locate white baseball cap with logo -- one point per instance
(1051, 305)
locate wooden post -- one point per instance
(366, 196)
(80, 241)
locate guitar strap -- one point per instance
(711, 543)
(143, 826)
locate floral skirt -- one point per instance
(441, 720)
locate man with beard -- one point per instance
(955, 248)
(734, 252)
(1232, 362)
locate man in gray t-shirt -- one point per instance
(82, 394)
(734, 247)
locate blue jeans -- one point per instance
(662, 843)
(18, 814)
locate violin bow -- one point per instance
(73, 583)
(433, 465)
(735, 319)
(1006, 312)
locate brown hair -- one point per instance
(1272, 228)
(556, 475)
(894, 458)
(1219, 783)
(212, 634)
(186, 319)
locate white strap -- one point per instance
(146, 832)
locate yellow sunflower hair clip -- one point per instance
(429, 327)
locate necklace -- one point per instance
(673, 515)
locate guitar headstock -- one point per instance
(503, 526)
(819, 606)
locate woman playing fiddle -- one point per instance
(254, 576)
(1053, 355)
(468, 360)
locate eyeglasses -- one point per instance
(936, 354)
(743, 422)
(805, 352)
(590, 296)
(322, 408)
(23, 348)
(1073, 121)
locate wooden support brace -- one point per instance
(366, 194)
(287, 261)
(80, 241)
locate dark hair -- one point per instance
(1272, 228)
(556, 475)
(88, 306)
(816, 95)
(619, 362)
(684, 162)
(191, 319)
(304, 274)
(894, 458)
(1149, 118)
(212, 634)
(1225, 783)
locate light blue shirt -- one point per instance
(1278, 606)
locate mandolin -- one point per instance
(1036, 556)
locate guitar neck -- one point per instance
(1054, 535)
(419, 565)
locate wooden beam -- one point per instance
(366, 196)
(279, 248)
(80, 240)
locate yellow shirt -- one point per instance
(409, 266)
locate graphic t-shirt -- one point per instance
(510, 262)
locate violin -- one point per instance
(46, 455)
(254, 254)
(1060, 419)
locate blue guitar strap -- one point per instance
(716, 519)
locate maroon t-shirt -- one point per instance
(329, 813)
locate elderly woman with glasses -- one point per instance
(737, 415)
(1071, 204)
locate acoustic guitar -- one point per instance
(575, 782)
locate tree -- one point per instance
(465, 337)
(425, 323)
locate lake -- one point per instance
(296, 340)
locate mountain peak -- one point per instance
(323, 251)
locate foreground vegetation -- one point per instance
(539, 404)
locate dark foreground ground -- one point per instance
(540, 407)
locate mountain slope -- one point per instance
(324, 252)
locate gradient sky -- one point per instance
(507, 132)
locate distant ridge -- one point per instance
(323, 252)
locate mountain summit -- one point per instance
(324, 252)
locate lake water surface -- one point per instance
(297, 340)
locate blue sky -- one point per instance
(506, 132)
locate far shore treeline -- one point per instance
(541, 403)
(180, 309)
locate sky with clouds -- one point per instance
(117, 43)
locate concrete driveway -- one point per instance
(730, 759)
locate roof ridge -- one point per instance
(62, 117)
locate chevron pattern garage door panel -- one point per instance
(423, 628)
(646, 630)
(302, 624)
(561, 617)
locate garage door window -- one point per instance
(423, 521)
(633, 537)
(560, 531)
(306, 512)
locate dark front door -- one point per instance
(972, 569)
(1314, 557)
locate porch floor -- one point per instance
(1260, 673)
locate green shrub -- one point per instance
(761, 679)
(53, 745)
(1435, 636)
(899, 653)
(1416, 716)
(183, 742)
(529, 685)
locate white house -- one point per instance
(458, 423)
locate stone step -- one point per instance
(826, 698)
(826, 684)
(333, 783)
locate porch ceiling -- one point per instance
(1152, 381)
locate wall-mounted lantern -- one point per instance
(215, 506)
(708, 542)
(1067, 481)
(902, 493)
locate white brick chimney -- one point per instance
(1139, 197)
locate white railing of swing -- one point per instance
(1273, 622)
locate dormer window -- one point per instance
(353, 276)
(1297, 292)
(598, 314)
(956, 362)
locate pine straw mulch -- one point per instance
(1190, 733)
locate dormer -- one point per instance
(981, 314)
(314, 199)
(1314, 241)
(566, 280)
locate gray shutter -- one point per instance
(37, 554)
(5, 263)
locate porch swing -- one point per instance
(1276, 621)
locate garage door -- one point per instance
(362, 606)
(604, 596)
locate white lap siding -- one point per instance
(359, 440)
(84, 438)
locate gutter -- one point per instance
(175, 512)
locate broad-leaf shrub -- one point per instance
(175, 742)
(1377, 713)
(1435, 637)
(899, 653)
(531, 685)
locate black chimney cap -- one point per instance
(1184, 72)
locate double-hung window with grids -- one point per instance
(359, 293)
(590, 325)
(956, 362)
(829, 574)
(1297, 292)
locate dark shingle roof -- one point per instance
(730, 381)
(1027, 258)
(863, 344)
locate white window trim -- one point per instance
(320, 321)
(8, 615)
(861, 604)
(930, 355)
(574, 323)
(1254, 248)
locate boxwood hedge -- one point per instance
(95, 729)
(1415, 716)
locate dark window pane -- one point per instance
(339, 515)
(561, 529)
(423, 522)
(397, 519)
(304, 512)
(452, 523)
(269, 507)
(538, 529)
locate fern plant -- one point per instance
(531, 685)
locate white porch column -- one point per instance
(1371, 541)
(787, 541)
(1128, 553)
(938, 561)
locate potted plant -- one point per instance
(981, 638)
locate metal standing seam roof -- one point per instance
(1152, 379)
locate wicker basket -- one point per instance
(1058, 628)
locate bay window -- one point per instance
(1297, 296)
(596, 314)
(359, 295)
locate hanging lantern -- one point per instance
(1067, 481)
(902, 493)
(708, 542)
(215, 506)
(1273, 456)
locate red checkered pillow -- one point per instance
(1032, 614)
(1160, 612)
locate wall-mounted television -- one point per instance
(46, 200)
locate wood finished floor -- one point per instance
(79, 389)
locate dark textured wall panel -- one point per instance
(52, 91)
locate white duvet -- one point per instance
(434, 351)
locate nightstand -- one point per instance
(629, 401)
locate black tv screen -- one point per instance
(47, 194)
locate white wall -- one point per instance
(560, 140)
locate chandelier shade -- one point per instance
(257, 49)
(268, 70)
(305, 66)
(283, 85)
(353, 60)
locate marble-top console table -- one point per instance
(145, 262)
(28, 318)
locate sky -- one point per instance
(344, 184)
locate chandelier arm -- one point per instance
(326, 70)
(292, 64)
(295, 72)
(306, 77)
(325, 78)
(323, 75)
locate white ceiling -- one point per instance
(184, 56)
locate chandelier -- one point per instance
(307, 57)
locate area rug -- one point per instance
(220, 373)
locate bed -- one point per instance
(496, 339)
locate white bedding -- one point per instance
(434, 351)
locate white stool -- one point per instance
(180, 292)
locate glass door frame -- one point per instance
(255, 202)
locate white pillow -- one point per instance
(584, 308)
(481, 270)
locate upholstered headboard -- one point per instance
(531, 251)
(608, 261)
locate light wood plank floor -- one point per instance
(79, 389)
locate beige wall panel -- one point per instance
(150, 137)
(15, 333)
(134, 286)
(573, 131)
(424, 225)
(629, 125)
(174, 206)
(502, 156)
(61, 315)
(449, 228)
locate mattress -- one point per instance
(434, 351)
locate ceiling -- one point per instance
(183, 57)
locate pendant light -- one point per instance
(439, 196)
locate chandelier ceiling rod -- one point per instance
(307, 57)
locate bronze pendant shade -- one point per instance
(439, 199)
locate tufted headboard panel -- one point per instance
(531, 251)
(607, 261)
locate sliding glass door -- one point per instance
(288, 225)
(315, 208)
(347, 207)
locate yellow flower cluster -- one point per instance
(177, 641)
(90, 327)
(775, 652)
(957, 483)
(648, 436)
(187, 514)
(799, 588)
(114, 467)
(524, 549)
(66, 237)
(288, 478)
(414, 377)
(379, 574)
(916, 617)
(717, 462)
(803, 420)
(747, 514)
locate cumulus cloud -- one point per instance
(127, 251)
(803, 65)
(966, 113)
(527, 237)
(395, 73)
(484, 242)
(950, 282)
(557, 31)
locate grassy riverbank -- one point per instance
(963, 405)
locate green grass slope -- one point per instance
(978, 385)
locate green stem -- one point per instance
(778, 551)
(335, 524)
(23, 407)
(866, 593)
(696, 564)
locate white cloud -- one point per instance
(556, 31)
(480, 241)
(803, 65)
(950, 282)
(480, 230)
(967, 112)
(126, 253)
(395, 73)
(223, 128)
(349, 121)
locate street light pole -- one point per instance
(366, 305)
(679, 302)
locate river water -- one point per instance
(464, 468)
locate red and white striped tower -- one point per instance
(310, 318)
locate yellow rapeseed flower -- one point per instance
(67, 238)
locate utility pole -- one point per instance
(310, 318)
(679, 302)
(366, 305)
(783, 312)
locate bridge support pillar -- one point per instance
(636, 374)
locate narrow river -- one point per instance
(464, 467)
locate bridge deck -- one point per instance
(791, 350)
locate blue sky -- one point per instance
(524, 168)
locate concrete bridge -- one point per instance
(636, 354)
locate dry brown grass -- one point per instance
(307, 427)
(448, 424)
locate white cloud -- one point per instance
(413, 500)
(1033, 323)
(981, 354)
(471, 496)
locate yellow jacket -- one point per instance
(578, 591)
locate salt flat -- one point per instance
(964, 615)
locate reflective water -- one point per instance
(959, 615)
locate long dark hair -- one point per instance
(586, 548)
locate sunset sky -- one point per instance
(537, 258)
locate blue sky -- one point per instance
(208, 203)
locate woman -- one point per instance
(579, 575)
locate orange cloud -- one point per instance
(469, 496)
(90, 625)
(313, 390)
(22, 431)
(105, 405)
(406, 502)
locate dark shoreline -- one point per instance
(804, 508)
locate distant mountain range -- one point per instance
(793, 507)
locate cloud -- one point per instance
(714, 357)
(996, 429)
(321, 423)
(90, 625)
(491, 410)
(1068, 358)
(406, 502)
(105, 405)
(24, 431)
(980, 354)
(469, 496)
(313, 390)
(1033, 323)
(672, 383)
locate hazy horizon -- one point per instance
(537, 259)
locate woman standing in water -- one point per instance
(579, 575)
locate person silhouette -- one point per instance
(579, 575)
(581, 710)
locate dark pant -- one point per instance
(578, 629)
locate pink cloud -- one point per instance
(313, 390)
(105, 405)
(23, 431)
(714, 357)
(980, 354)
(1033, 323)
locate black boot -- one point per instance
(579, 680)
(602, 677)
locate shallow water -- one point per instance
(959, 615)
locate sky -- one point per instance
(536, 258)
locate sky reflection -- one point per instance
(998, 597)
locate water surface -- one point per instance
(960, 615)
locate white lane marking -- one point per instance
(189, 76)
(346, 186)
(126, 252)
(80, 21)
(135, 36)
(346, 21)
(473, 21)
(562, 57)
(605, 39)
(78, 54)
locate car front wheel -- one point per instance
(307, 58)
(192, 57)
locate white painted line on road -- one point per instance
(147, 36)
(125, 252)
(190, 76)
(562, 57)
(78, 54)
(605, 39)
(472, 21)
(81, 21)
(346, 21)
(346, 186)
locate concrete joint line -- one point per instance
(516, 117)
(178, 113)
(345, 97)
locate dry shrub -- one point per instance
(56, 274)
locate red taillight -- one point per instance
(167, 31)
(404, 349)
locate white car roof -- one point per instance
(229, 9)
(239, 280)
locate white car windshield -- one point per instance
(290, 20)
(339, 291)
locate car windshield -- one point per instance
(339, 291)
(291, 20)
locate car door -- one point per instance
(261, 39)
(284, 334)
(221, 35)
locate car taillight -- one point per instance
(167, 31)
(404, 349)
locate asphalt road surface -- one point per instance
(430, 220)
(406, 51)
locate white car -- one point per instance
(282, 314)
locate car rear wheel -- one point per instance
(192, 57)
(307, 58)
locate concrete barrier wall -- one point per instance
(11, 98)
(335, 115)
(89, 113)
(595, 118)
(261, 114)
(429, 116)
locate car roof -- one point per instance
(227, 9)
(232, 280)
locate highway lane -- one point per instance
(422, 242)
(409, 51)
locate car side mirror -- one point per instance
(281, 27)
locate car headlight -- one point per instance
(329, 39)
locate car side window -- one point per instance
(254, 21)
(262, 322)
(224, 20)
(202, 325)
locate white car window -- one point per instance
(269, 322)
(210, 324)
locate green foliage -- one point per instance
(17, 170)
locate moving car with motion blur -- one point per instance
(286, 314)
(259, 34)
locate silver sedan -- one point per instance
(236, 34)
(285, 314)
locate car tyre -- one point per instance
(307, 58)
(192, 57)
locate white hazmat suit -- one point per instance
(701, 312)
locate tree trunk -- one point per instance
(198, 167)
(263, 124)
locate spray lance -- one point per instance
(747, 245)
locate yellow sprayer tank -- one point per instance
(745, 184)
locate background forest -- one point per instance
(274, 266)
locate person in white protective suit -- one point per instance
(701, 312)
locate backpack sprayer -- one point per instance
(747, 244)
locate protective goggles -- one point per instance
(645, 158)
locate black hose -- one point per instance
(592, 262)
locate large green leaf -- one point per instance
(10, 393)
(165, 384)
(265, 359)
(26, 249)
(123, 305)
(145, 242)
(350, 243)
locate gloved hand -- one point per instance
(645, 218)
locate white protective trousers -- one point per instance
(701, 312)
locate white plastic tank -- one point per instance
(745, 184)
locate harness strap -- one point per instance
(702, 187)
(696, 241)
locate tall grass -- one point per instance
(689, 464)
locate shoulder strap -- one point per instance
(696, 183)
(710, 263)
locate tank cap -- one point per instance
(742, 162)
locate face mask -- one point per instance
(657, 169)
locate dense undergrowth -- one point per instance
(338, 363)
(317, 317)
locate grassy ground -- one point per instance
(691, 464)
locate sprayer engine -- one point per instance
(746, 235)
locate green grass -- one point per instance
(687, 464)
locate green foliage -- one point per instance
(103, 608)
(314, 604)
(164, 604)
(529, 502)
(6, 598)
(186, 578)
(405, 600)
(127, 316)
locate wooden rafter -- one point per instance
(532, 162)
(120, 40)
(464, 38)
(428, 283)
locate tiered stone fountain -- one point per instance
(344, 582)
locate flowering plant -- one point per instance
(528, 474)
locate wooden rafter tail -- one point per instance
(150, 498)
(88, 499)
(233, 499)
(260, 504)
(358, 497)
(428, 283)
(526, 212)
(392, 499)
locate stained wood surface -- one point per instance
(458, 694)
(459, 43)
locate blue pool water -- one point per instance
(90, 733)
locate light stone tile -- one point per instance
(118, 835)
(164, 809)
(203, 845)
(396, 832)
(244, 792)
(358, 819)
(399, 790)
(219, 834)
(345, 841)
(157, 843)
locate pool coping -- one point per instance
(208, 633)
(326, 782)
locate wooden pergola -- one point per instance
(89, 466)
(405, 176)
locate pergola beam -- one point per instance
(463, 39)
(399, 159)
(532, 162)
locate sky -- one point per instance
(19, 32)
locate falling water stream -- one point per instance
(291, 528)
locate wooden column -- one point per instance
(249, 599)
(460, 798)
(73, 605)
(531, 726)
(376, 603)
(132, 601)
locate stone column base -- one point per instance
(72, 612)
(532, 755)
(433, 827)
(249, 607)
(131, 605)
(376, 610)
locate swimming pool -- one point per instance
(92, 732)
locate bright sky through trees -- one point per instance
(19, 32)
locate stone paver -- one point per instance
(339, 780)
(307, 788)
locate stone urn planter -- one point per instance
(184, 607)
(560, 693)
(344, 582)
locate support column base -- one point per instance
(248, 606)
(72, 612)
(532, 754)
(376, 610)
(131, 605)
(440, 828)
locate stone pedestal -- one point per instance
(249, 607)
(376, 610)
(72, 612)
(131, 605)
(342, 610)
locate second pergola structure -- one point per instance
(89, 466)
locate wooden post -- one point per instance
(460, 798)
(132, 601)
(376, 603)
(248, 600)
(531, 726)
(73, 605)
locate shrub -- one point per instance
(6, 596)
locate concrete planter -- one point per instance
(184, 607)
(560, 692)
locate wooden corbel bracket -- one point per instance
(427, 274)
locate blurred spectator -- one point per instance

__Task prompt__. Print from the line containing "locate wooden rafter -- one" to the last line above, exactly as written.

__Result of this exercise__.
locate wooden rafter -- one point per instance
(532, 162)
(120, 40)
(464, 38)
(428, 283)
locate tiered stone fountain -- one point per instance
(344, 582)
locate flowering plant -- one point per instance
(528, 474)
locate wooden rafter tail -- one point per instance
(150, 498)
(88, 499)
(233, 499)
(260, 504)
(358, 497)
(428, 283)
(526, 212)
(392, 499)
locate stained wood surface -- one point per instance
(458, 694)
(459, 43)
locate blue pool water -- one point per instance
(90, 733)
locate light stone tile -- one point per instance
(118, 835)
(164, 809)
(203, 845)
(396, 832)
(244, 792)
(358, 819)
(399, 790)
(219, 834)
(345, 841)
(157, 843)
locate pool coping -- one point per instance
(208, 633)
(326, 782)
locate wooden pergola -- one point per instance
(89, 466)
(405, 176)
locate pergola beam -- one point per instance
(463, 39)
(399, 159)
(532, 162)
locate sky -- one point per instance
(19, 32)
locate falling water stream -- one point per instance
(291, 528)
locate wooden column -- one point per instance
(249, 599)
(460, 798)
(73, 605)
(531, 726)
(376, 603)
(132, 601)
locate stone column base -- one point per instance
(72, 612)
(532, 755)
(433, 827)
(249, 607)
(131, 605)
(376, 610)
locate swimming pool -- one point per instance
(92, 732)
locate bright sky through trees -- one point per instance
(19, 32)
locate stone paver -- one point per instance
(339, 780)
(307, 788)
locate stone urn planter -- one point per instance
(184, 607)
(560, 693)
(344, 582)
locate support column base -- one point per instance
(248, 606)
(72, 612)
(532, 754)
(376, 610)
(131, 605)
(440, 828)
locate stone pedestal -- one point per instance
(249, 607)
(376, 610)
(72, 612)
(131, 605)
(342, 610)
locate second pergola structure -- one point per instance
(89, 466)
locate wooden post -- one point per instance
(460, 798)
(132, 601)
(376, 603)
(248, 600)
(531, 726)
(73, 605)
locate shrub -- one point per instance
(6, 596)
locate concrete planter -- one point per instance
(184, 607)
(560, 692)
locate wooden corbel bracket -- one point per instance
(427, 274)
locate blurred spectator -- one point per instance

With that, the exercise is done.